> PROBLEM DESCRIPTION: Write down every entry below once more, exactly.

(Dataset entries)
================================

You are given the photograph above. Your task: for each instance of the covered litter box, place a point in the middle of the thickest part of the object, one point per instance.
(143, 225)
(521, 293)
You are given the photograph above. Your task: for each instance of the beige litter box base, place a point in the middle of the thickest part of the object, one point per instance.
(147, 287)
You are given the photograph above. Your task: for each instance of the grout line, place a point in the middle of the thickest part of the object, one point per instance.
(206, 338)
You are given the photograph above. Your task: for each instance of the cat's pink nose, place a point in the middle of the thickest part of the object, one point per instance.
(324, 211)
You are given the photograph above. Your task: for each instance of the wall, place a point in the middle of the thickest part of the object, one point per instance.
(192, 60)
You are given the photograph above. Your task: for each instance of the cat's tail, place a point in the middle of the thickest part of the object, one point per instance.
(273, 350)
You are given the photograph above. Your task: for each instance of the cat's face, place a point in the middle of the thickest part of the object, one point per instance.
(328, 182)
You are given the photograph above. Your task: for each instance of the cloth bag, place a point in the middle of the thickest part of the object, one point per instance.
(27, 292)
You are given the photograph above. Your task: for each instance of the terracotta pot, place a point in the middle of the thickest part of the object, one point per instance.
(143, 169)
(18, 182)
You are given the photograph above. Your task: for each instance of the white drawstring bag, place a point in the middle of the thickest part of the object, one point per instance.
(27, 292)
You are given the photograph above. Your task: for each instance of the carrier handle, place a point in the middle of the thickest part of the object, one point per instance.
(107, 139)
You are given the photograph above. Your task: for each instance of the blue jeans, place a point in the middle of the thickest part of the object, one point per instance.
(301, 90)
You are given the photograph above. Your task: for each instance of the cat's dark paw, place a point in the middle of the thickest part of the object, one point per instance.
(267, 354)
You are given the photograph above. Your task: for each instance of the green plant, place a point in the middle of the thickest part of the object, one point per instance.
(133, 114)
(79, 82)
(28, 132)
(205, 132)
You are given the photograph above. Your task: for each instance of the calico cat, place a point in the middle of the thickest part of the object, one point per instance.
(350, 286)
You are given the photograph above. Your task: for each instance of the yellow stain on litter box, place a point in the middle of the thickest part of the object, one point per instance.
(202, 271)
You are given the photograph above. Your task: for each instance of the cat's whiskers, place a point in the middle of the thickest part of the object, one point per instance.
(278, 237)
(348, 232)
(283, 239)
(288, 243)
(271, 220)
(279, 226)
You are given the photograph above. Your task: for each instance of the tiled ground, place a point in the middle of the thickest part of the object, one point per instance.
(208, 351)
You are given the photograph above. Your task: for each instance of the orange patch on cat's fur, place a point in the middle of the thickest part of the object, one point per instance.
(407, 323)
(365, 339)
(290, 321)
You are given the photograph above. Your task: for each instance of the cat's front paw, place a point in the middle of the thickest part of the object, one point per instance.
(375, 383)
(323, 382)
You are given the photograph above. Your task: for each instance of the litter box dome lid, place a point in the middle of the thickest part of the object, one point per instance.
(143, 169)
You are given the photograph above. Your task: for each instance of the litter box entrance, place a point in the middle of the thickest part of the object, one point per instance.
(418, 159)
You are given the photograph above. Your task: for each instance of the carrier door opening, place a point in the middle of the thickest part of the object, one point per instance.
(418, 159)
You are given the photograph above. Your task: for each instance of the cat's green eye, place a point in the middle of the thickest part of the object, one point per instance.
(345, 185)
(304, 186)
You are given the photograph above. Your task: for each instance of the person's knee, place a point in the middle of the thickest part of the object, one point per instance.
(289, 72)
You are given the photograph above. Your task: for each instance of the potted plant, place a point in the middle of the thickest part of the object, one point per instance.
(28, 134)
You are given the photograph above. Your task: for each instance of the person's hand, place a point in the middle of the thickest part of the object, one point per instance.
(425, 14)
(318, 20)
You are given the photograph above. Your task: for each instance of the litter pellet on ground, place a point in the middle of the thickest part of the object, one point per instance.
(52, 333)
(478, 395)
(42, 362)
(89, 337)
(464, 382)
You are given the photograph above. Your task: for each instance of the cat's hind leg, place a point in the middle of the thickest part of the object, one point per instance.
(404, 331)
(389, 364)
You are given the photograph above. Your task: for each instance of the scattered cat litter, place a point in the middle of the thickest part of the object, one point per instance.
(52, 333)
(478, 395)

================================

> ANSWER TO THIS PROBLEM:
You are given the photograph above. Your task: for each instance of the covered litter box, place a point in the middle of the thickest part of the object, one point per instance.
(143, 225)
(521, 293)
You are given the photograph above. Your task: for each instance of the beige litter box base, place a point in the middle of the thickest part of the object, one point per instance.
(147, 287)
You are given the photograph above. Your task: for each instance of the grout line, place a point in the middle of the thickest part of the object, one point per instance.
(206, 338)
You are given the photograph above. Your task: for each instance of the cat's pink nose, place a point in the middle of the thickest part of the object, one point per instance.
(324, 211)
You are given the photograph above. Your task: for each instance of the wall, place a point in the middle of the thickest part of the object, one point per instance.
(192, 60)
You are given the photograph above. Your task: for each instance of the cat's tail, place a point in the middle of the thickest part of the object, one point per instance.
(273, 350)
You are given the photograph above. Your task: for each instance of the cat's face, place a point in the middle of the thickest part of the object, one point per instance.
(328, 182)
You are given the photograph above. Your task: for each instance of the cloth bag, place a point in the middle of the thickest part of the object, one point per instance.
(27, 292)
You are given the photograph above. Your task: for each instance of the terracotta pot, place a point in the middle of the thickest part of the object, one point per instance.
(143, 169)
(18, 182)
You are given the photograph above. Your task: for each instance of the white drawstring bag, place a point in the middle of the thickest part of the object, one point per instance.
(27, 292)
You are given the photograph above. Your task: for each instance of the carrier handle, place a point in the middle of the thickest part of the object, one point per instance.
(107, 139)
You are given the photograph above. Your task: for each instance of the blue jeans, place a point in the middle of the thickest part of the object, one point per instance.
(301, 90)
You are given the photograph above. Your task: for each instance of the cat's dark paw, place a point in the middle of the thickest part of the object, one point per instance.
(267, 354)
You are given the photograph above. Your task: for each instance of the green plant, place a point in the middle of the thickest part of the object, one point per instance.
(133, 114)
(79, 82)
(28, 132)
(205, 132)
You are given the photograph above. Your task: for each instance of the calico cat, place a point in the middle of the thickest part of the object, one point per instance.
(350, 286)
You are given the photograph above. Your task: for each instance of the yellow stain on litter box, place a point in the middle of the thickest part of the object, one point per instance.
(202, 271)
You are given the photograph above. Your task: for each instance of the cat's whiskers, place a point in the middle of the thickest part of the object, one point per instance.
(278, 237)
(348, 232)
(283, 239)
(288, 243)
(271, 220)
(279, 226)
You are given the photograph above. Your task: for each instance of the tiled ground, place a point in the middle of the thickest part of the object, one point per instance.
(208, 351)
You are given the photograph above. Your task: for each instance of the orange patch on cat's fur, place a point in the middle of the thickest part of the object, one point per instance.
(407, 323)
(365, 339)
(290, 321)
You are given the photograph above. Your task: for each instance of the cat's front paw, place a point in the middle of the thickest part of the object, one point per instance.
(375, 383)
(323, 382)
You are given the photograph above. Your task: for each instance of the litter box dome lid, place a point in the middle of the thickest part of the object, one point per instance.
(143, 169)
You are given the photograph above. Your task: for each instance of the litter box entrance, place a point in the middle of the thickest part of the object, one point per instance.
(418, 159)
You are given the photograph above. Your task: for each instance of the carrier door opening, place a point in the middle of the thickest part of the object, one point per instance.
(418, 159)
You are given the photograph above. Your task: for each instance of the cat's green eye, place a point in the middle of the thickest part of the object, one point per instance.
(345, 185)
(304, 186)
You are given the photograph above. Your task: for each instance of the person's knee, place a point in the middle of the thickest part of the object, one point per instance.
(289, 72)
You are given the photograph above. Your task: for each instance of the potted plant, place a point in the middle of the thickest part of the object, one point per instance.
(28, 134)
You are given the photograph above. Your task: for each instance of the person's hand, place a point in the middle of the thickest part of the object, one point per instance.
(425, 14)
(318, 20)
You are given the photograph above. Your task: for each instance of the litter pellet on ground, place a point in the middle of the thickest part of the object, one point per instance.
(52, 333)
(478, 395)
(42, 362)
(89, 337)
(464, 382)
You are given the photograph above. Your task: for each instance of the cat's hind leg, place a point in the middle of the thickest part of the object, one point per instance.
(404, 331)
(389, 364)
You are given the photograph above. Your task: for each instance of the scattered cat litter, place a point in the middle of the thickest part of the object, one point per instance.
(52, 333)
(478, 395)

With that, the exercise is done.